▸ **Dataset records**
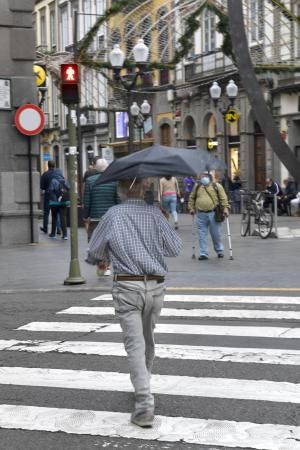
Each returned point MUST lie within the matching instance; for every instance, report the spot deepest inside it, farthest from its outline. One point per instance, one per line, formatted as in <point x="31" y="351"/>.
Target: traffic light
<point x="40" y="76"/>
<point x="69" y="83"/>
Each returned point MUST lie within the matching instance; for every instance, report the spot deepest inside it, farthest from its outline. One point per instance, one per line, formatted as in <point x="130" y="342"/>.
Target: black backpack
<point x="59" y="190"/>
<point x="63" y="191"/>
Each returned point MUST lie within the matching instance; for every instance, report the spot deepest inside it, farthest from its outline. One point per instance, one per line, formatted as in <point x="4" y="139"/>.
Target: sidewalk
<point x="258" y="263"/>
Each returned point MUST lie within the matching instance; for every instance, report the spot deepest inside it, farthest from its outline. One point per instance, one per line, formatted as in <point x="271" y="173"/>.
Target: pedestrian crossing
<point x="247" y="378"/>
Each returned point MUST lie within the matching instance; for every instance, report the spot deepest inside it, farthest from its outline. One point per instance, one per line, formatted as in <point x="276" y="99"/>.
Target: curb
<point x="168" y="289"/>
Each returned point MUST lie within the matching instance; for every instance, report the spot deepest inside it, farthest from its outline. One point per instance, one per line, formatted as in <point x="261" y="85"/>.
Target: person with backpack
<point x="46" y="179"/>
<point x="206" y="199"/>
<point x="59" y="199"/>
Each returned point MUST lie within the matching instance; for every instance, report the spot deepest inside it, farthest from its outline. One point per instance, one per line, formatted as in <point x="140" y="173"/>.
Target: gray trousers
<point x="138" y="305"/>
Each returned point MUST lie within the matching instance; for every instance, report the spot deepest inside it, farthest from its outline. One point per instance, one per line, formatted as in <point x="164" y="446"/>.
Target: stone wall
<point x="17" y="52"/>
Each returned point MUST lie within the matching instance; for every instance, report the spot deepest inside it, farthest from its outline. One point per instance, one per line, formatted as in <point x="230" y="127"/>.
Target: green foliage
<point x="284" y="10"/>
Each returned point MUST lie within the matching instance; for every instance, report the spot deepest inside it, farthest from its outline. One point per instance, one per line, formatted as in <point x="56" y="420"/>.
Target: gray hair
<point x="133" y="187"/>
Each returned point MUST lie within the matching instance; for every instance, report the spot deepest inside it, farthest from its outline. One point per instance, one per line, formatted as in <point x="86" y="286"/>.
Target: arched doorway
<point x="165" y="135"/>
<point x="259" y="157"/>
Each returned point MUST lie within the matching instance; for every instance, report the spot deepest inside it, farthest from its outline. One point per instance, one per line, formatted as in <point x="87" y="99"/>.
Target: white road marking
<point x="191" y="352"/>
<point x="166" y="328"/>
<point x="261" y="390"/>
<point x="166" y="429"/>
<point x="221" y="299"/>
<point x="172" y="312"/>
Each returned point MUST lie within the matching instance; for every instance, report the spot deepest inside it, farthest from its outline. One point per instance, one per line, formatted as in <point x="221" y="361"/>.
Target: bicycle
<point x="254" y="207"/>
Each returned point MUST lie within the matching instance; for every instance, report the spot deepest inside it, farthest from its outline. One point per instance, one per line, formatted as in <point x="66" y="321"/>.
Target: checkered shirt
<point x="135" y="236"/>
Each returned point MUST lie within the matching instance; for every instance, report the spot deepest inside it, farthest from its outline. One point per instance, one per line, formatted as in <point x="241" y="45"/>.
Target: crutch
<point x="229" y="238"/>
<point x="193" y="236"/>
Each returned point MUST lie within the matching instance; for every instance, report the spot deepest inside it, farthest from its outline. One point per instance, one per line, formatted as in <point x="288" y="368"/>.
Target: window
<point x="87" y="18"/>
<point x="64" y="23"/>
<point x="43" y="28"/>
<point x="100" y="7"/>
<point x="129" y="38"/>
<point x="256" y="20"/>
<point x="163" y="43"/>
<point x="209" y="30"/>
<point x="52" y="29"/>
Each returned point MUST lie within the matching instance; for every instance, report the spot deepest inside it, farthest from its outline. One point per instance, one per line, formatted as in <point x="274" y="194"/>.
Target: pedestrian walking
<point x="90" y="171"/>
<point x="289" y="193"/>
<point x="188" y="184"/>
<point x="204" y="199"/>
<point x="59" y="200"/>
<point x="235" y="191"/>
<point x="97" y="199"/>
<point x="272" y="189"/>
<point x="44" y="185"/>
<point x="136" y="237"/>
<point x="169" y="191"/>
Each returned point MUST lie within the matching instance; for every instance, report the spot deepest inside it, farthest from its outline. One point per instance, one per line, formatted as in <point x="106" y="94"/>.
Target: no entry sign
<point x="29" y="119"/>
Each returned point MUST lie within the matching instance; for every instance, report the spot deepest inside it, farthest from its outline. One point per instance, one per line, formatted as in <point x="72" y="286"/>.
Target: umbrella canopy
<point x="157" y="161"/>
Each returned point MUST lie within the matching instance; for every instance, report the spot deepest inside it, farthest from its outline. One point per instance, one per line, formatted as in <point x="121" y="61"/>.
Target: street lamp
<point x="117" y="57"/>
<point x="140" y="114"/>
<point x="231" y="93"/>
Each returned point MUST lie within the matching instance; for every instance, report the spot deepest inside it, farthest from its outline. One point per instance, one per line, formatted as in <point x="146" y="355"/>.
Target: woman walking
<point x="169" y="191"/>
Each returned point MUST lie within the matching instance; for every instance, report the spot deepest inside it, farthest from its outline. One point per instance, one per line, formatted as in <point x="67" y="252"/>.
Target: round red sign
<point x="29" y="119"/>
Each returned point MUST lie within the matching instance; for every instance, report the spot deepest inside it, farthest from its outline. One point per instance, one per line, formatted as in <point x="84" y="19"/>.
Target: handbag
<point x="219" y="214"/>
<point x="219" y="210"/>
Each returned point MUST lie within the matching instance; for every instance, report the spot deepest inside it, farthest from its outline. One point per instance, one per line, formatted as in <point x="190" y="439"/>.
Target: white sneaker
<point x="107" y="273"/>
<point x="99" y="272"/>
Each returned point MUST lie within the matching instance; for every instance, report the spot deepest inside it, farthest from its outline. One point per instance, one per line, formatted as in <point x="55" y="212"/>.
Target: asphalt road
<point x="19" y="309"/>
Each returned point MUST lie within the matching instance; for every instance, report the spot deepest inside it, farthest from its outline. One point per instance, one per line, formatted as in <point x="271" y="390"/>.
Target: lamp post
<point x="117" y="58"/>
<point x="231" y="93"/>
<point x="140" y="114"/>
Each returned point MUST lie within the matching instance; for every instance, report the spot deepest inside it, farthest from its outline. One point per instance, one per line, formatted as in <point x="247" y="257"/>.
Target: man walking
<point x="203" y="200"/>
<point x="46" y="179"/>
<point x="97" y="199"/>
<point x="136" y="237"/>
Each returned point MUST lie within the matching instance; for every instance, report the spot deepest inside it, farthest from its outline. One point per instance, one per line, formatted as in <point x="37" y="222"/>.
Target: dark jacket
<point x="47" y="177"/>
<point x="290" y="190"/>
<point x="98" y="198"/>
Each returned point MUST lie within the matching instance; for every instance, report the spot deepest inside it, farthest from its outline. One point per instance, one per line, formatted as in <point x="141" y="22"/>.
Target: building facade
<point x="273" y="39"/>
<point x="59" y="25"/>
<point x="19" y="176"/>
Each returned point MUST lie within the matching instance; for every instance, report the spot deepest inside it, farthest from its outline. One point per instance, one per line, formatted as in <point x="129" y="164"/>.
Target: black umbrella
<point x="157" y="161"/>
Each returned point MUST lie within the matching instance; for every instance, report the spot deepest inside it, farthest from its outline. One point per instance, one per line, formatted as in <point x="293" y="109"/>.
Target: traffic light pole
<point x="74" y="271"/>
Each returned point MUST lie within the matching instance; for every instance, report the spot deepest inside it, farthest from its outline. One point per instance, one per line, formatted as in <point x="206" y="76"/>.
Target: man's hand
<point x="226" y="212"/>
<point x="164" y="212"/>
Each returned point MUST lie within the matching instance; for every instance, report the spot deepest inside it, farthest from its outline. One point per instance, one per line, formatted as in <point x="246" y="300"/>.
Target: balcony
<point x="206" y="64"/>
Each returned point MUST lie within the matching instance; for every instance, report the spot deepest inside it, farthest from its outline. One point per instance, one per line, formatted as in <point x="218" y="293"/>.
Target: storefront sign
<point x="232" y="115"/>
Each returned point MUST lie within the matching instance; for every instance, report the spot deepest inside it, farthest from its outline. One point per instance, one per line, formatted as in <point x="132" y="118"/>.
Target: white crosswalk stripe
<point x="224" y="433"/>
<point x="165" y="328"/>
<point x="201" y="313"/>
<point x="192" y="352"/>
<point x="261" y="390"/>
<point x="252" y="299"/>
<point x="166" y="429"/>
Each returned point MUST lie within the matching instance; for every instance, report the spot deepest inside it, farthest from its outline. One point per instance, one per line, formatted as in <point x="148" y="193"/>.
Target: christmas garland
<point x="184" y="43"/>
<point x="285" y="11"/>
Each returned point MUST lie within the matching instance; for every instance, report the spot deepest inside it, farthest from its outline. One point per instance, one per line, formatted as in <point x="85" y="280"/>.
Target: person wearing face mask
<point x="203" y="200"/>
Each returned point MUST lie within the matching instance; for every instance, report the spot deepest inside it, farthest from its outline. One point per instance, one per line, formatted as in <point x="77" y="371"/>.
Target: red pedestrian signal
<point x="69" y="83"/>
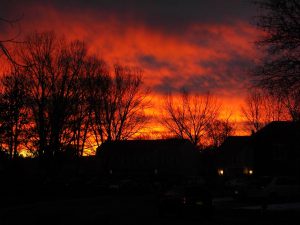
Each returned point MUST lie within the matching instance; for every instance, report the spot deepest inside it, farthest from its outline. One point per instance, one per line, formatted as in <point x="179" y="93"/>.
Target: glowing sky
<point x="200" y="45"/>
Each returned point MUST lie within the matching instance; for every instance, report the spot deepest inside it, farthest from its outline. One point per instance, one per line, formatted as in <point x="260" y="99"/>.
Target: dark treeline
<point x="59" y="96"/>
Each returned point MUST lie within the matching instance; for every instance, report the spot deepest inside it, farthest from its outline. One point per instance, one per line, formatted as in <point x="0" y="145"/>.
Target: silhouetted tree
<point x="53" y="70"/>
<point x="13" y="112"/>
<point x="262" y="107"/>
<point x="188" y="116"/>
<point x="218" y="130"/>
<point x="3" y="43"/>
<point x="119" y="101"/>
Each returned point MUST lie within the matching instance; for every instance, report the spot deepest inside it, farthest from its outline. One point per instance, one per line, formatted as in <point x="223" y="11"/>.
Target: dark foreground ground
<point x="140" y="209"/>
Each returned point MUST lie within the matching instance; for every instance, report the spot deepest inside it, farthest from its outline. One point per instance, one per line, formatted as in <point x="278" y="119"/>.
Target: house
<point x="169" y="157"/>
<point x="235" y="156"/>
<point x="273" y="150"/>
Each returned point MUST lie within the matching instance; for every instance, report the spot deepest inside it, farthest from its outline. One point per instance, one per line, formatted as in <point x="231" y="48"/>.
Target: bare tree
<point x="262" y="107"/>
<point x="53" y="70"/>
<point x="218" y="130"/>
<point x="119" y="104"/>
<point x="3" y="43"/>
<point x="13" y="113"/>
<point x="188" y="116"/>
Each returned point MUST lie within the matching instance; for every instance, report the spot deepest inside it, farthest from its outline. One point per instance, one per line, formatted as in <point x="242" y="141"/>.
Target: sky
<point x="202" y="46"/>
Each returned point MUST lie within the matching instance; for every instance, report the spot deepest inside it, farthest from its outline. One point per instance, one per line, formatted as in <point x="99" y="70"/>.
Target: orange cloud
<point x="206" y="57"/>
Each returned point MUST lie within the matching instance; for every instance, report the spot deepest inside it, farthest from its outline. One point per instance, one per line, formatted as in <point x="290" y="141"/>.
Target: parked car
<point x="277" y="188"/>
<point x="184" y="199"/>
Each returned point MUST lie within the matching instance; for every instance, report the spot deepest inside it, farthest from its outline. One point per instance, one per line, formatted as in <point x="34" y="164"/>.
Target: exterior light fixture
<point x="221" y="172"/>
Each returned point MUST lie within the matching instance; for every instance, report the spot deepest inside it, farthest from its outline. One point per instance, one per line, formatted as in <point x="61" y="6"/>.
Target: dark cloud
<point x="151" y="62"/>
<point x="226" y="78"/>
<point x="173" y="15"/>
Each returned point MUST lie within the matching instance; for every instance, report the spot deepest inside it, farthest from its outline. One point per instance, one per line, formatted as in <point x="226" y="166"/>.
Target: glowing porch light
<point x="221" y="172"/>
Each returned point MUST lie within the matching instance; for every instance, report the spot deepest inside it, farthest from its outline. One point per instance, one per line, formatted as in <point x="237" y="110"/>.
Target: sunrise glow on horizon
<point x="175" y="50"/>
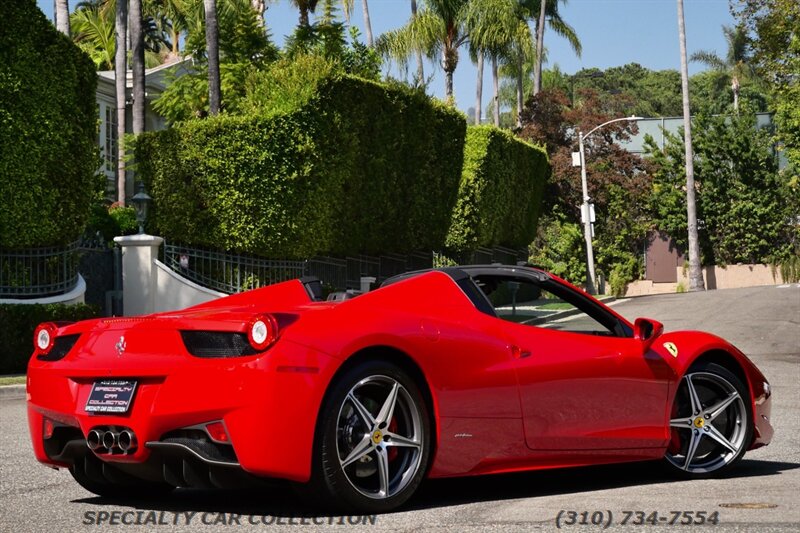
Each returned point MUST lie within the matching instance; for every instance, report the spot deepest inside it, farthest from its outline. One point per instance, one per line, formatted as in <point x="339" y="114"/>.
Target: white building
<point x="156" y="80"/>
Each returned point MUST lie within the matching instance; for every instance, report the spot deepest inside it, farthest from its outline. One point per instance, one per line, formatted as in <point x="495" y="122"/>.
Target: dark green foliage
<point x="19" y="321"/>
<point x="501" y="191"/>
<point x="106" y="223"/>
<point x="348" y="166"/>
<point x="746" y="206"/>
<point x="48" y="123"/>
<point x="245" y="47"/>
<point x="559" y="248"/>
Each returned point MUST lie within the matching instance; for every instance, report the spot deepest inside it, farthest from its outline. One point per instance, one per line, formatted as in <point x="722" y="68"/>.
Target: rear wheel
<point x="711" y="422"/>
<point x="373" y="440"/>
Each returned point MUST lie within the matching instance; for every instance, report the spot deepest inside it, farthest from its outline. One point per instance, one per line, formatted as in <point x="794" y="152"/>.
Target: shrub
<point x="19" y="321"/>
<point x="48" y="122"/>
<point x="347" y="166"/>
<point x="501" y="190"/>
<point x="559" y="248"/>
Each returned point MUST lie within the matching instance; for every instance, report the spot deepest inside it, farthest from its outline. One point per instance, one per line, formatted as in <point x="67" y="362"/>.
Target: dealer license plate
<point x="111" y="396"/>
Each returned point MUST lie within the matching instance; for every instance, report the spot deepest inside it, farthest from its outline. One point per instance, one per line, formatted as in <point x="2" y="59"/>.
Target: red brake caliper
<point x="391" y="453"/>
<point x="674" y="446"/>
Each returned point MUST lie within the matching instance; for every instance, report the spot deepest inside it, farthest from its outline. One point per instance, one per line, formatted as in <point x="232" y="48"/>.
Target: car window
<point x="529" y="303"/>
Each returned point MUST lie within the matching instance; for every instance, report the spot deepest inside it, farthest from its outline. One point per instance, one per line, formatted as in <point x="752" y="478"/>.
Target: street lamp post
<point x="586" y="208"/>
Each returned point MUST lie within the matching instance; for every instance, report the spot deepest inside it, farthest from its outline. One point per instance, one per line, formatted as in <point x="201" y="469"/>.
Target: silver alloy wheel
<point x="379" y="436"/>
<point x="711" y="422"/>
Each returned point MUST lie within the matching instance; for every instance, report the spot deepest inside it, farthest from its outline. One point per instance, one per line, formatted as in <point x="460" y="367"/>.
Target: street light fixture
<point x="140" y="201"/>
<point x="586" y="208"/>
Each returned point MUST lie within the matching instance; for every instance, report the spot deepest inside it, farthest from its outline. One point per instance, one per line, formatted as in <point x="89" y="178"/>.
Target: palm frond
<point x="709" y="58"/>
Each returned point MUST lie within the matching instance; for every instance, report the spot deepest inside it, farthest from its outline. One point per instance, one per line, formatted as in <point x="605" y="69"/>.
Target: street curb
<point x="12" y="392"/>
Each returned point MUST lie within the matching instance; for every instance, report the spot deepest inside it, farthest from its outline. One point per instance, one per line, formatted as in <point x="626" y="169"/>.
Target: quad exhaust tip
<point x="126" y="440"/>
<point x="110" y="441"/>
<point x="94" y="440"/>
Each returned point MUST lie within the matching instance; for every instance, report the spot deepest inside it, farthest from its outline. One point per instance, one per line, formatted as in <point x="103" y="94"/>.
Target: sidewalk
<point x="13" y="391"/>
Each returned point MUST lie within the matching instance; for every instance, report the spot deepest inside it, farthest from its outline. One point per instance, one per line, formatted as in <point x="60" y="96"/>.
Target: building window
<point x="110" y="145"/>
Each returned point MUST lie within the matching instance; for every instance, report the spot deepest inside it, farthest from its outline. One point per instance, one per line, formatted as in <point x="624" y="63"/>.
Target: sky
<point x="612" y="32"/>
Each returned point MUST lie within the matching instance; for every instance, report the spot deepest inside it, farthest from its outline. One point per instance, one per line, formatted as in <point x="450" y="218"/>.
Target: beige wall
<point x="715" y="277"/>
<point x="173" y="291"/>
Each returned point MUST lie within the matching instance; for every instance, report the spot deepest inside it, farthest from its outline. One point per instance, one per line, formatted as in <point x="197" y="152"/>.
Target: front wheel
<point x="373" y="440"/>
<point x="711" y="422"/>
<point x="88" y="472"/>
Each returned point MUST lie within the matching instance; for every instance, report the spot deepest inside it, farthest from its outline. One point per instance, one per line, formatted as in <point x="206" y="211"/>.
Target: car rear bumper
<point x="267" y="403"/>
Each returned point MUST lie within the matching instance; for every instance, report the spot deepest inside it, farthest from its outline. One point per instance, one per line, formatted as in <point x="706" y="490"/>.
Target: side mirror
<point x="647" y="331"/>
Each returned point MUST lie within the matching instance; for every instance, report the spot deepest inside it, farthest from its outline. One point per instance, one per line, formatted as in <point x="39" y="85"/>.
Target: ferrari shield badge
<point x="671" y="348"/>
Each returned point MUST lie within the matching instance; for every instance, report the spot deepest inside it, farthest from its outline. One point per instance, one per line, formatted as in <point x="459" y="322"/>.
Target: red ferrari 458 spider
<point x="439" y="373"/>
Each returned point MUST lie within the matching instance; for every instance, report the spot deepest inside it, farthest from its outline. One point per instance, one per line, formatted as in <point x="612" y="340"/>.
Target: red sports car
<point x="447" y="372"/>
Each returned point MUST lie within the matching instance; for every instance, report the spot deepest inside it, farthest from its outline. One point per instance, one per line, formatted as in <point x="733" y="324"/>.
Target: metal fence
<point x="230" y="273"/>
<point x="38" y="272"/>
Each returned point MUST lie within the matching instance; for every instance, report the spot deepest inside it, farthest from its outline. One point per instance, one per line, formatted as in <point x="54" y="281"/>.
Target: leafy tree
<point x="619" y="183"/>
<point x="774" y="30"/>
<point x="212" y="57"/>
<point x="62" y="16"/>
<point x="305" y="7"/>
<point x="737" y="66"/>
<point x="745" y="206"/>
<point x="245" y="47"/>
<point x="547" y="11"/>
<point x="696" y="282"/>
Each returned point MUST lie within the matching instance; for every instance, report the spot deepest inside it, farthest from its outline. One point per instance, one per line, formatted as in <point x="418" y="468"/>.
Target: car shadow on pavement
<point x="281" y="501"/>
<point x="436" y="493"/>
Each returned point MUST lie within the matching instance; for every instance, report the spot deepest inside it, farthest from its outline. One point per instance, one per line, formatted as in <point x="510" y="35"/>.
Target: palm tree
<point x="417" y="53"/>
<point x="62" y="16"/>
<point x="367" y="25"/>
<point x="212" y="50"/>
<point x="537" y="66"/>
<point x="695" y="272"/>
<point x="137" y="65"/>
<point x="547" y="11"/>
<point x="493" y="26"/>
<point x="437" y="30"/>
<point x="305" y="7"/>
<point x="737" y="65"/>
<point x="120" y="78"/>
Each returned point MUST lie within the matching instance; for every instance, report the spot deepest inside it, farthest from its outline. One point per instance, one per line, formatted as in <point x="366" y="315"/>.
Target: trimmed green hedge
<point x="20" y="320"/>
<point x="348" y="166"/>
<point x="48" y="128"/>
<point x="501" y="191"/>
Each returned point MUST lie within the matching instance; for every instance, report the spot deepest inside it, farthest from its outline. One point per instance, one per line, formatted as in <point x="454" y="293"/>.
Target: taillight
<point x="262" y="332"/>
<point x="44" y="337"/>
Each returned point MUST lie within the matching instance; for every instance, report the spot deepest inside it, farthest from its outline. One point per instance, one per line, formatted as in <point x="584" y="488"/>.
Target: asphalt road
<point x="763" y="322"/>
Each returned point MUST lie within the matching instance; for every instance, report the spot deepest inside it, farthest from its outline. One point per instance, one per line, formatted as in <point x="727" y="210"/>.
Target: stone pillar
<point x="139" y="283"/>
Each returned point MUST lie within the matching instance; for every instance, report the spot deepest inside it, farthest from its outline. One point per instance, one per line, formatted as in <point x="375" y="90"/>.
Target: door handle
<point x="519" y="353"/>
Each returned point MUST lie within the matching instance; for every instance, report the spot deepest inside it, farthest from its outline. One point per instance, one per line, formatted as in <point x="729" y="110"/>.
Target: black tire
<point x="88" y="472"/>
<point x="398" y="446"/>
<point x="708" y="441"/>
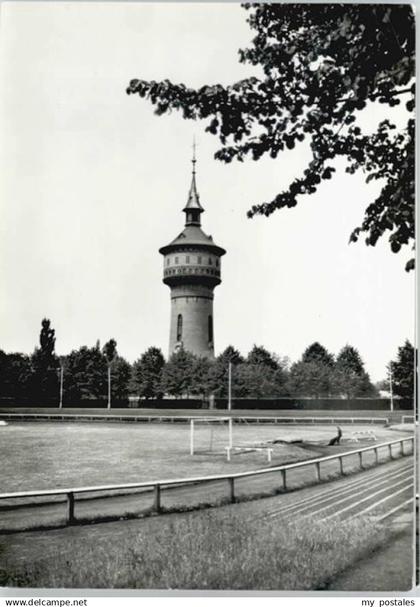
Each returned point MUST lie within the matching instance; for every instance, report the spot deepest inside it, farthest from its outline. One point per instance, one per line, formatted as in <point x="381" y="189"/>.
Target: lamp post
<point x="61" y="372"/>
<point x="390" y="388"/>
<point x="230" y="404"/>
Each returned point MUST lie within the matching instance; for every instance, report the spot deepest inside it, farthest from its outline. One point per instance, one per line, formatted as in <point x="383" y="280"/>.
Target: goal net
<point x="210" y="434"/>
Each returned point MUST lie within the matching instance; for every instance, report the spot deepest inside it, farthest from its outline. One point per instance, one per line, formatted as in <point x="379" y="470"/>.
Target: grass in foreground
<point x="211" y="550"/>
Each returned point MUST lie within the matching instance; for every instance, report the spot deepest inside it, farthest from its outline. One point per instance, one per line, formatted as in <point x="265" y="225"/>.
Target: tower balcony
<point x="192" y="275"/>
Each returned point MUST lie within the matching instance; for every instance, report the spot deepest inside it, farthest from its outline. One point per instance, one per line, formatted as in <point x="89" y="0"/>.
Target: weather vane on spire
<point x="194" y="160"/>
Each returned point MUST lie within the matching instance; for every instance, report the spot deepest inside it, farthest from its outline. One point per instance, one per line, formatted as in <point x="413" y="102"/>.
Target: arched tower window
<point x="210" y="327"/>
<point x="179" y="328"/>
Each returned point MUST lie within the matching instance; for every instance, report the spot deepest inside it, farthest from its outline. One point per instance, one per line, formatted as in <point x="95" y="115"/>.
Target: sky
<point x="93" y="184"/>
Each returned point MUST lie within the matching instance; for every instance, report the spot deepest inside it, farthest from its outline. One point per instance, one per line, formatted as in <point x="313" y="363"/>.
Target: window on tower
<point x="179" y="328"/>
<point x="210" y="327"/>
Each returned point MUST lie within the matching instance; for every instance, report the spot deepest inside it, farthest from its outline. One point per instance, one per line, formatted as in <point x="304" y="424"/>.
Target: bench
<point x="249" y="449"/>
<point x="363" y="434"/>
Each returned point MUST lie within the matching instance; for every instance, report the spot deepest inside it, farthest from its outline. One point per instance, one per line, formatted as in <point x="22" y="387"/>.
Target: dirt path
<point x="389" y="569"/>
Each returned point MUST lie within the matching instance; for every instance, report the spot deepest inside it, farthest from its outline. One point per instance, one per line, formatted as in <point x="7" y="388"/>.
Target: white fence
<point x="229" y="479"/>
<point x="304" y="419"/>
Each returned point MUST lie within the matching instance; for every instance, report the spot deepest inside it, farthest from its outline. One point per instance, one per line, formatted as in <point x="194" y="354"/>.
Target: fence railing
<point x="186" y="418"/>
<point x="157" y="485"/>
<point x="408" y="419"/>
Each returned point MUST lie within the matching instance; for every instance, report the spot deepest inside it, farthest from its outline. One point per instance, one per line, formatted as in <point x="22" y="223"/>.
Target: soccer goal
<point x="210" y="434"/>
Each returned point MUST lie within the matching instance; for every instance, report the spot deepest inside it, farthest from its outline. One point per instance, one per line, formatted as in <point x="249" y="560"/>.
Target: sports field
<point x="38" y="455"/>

▸ **Problem to work on**
Copy exactly the lines from the one with "Target: fence railing" down to the last line of the records above, and leave out everything else.

▸ **Answer to this exercise**
Target: fence railing
<point x="186" y="418"/>
<point x="157" y="485"/>
<point x="408" y="419"/>
Each returned point MUST lie within the matching instance; for every instance, report the spot deepest inside it, farthest from its outline. One point per instance, one per line, formatted as in <point x="22" y="223"/>.
Target: soccer goal
<point x="210" y="434"/>
Each returned point MUST lie within the matching instance; for every instance, report the spot deepest inside it, farthest from its outline. One point per instance, one per line, formatted as in <point x="249" y="560"/>.
Target: sports field
<point x="38" y="455"/>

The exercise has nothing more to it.